**What is expected**.
Which of the lines below contain the word "candy"? List each of them in full.

**Given information**.
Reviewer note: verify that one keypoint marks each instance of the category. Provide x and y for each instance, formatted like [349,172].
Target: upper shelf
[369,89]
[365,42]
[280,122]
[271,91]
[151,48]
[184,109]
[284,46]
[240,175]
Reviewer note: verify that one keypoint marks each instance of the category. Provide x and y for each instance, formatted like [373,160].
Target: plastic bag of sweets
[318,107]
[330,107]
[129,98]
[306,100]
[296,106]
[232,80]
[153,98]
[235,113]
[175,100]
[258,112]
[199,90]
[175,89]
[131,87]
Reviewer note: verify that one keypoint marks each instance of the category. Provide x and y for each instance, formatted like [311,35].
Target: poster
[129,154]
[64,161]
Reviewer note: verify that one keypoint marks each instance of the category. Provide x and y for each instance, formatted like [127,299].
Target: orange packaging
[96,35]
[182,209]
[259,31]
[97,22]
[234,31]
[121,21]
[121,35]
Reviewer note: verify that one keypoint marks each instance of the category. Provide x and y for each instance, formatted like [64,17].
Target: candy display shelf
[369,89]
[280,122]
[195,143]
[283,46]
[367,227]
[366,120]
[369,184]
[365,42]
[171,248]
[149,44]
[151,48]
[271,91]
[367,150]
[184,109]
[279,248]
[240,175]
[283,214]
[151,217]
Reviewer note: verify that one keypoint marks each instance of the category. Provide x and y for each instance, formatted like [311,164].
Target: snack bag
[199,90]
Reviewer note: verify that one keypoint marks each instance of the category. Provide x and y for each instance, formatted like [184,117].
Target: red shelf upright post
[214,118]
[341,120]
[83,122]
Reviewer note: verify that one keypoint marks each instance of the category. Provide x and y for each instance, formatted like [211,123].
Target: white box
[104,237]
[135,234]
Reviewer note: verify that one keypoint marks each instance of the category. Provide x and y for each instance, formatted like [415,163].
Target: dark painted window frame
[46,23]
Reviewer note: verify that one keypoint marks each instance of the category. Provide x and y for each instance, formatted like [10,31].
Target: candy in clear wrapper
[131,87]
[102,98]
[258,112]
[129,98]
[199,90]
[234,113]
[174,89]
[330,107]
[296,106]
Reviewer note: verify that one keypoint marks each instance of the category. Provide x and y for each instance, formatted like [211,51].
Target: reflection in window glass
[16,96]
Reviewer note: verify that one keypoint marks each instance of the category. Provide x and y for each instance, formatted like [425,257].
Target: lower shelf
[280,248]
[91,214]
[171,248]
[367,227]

...

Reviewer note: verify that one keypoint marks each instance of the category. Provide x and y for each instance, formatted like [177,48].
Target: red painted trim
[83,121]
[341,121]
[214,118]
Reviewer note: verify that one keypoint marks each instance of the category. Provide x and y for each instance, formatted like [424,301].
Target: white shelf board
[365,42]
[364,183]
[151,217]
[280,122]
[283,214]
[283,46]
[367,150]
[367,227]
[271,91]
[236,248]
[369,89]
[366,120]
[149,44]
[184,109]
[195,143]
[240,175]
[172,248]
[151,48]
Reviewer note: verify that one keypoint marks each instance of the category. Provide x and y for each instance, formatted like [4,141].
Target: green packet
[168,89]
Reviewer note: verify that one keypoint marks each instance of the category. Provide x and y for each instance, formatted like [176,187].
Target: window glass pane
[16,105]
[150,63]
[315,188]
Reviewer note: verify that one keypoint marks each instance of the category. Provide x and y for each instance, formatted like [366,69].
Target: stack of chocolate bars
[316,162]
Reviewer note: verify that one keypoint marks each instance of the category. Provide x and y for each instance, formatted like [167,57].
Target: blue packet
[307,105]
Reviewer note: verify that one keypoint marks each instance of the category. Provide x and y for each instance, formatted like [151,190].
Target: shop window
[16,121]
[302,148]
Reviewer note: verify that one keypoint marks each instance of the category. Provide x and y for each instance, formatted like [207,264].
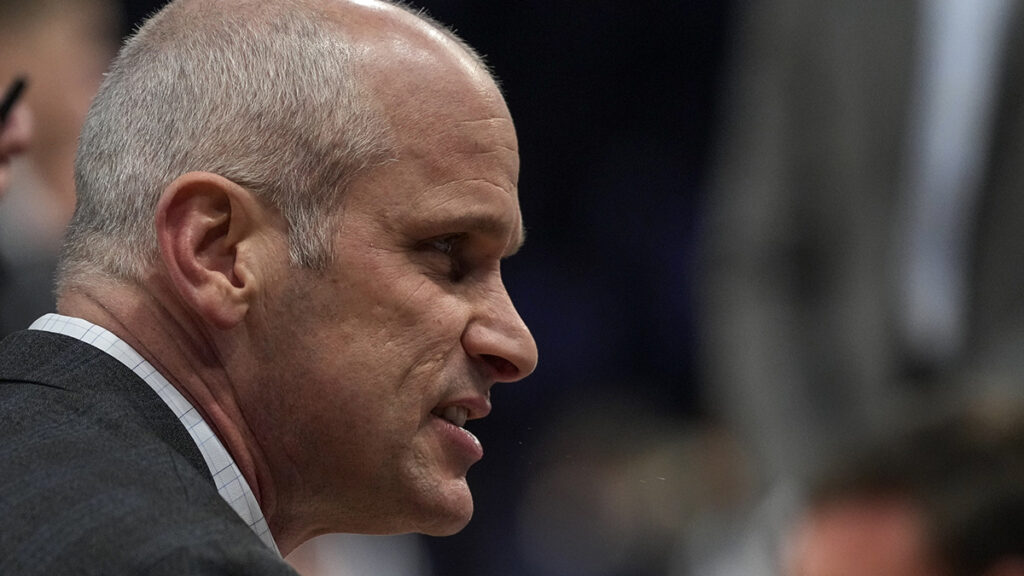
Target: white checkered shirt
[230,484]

* * *

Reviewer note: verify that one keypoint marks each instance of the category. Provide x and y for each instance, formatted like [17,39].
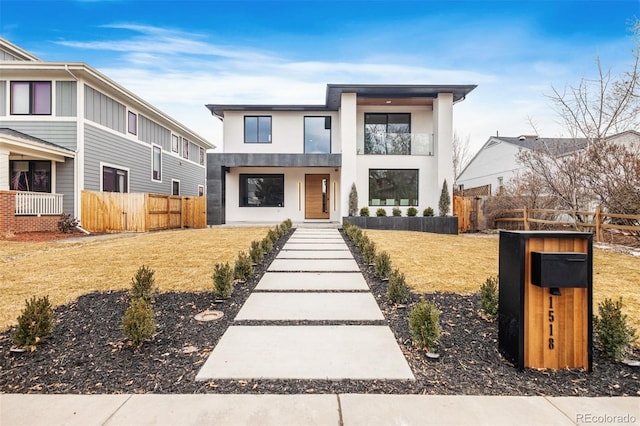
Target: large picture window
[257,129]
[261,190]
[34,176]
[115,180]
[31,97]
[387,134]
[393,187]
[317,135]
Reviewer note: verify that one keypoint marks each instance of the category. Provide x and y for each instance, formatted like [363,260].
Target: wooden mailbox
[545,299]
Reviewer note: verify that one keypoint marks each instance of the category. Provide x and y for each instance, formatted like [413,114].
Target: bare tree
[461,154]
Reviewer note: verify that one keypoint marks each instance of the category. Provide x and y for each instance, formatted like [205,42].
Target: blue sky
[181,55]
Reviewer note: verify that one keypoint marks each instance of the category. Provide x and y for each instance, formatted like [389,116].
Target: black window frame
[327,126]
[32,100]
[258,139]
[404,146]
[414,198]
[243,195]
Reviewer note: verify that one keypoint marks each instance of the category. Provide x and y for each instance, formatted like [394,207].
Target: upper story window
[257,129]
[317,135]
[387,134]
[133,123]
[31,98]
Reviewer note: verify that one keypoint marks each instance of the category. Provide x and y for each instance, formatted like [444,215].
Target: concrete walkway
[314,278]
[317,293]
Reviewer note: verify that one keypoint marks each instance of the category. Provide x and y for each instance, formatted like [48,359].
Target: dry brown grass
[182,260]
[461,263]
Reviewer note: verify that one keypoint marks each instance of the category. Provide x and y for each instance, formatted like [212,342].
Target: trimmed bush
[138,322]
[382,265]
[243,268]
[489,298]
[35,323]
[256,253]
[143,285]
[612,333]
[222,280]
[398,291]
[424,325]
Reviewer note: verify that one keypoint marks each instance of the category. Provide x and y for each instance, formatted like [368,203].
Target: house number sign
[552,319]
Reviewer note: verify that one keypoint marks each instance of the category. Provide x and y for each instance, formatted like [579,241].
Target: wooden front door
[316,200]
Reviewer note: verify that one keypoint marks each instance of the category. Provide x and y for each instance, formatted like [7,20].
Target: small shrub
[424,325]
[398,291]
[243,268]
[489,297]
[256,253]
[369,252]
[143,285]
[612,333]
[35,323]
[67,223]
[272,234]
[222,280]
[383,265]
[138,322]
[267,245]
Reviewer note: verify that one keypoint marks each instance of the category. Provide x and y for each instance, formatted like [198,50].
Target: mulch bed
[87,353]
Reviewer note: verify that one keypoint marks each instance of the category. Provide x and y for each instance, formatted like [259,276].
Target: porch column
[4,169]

**Result for this exercise**.
Target: candy display shelf
Target: candy in clear wrapper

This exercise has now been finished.